──────── Exercise material ────────

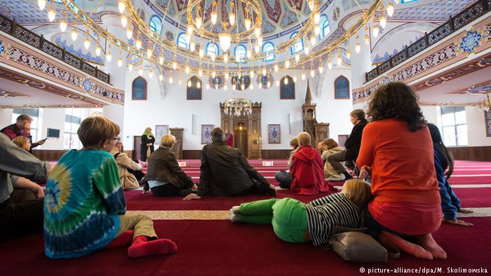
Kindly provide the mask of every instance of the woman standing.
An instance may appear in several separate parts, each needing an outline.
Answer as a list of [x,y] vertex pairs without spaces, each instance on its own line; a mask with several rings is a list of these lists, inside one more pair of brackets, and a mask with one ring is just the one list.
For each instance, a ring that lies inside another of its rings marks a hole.
[[[417,258],[447,258],[431,233],[441,223],[433,142],[418,97],[401,82],[379,88],[368,104],[356,165],[372,179],[365,223],[380,242]],[[410,240],[410,242],[409,241]]]
[[147,161],[147,158],[154,152],[154,144],[155,137],[152,134],[152,127],[145,128],[144,132],[142,134],[142,145],[140,146],[140,154],[142,161]]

────────

◆ **The problem**
Copy the lines of the listing exactly, beginning at its start and ending after the line containing "For each instance, a". Omit the picture from your answer.

◆ **Solution for this problem**
Kindly provide the mask of every instance of the woman standing.
An instance may appear in several separate parts, each needing an outline.
Answer as a list of [x,y] vertex pairs without spaces, each instance on its own line; a mask with several rings is a list of these lists, inside one more pair of brackets, and a mask with one ring is just the one list.
For each instance, a ring that lies inside another of its rings marks a hole.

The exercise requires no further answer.